Exercise instructions: Copy word for word the passage of the Batch 81 screening page that opens with the words containing "Often described as" and closes with "the Marcos regime.".

Extracted text:

^^^^^^^^

BATCH 81 (1982)




8:30 PM, Thursday April 28
Introduced by Quentin Turnour

Randwick Ritz

Director: Mike De Leon
Country: Philippines
Year: 1982
Runtime: 100 minutes
Rating: UC15+
Language: Tagalog, Filipino/ English subtitles





TICKETS ⟶

“A MARVEL OF A FILM, A MASTERPIECE OF PHILLIPINE CINEMA” – TIMOTHY ONG

Often described as a Philippines’ Clockwork Orange, Mike De Leon’s drama, set in an unnamed university follows new student Sid Lucero through his initiation into the Alpha Kappa Omega fraternity.

The “hazing” initiations take place over six months and become increasingly sadistic and humiliating. The totalitarian - even fascistic - metaphor is impossible to miss as the progressive loss of individual liberty starts to mirror the oppressive martial law of the Marcos regime.

“Rich with symbolism…the chanting alone resembles a fascist anthem and echoes the New Society theme of the Marcos dictatorship, which was four years away from its downfall when this film was released”. 
Ricky Torre

Watch the Trailer

Introduced by Quentin Turnour, Film Archivist, Curator, Cinema Reborn programming consultant and Project Officer at the Audiovisual Preservation Section of the National Archives of Australia.

^^^^^^^^

[Coordinate annotation entries]
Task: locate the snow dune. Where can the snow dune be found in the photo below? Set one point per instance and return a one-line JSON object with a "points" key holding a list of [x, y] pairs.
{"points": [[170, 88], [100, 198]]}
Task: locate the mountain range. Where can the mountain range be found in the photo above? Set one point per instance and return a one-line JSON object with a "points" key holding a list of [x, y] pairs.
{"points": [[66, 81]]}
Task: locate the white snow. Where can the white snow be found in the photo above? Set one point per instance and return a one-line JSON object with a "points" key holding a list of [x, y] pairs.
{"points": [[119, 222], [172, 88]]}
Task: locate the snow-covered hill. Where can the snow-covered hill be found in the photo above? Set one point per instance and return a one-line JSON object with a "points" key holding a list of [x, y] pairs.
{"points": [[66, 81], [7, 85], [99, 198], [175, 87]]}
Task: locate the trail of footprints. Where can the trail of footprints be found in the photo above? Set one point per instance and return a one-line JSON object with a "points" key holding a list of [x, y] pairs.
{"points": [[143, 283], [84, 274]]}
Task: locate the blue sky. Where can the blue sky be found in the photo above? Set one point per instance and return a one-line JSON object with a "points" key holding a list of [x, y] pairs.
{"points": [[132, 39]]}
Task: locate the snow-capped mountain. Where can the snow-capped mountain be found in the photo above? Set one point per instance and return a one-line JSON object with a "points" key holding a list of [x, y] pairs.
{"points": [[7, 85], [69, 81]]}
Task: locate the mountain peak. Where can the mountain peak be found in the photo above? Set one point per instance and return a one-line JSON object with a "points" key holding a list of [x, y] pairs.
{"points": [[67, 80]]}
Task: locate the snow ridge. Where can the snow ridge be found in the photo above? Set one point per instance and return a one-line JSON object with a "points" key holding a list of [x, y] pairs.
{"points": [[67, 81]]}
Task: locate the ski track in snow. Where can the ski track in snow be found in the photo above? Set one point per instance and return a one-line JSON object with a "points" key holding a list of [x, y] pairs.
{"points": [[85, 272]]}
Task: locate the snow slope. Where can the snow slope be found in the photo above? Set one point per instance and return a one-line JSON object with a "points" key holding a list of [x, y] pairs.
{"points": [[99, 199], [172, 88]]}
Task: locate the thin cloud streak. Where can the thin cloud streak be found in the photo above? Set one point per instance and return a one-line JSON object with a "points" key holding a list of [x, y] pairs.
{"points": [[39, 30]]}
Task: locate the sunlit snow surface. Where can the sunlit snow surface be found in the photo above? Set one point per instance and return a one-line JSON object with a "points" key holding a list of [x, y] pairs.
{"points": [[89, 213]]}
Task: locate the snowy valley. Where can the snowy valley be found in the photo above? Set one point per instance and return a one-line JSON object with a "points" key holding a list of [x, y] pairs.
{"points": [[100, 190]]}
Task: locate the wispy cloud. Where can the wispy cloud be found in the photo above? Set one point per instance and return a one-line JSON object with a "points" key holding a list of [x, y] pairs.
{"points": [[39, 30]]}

^^^^^^^^

Result of this task:
Often described as a Philippines’ Clockwork Orange, Mike De Leon’s drama, set in an unnamed university follows new student Sid Lucero through his initiation into the Alpha Kappa Omega fraternity.

The “hazing” initiations take place over six months and become increasingly sadistic and humiliating. The totalitarian - even fascistic - metaphor is impossible to miss as the progressive loss of individual liberty starts to mirror the oppressive martial law of the Marcos regime.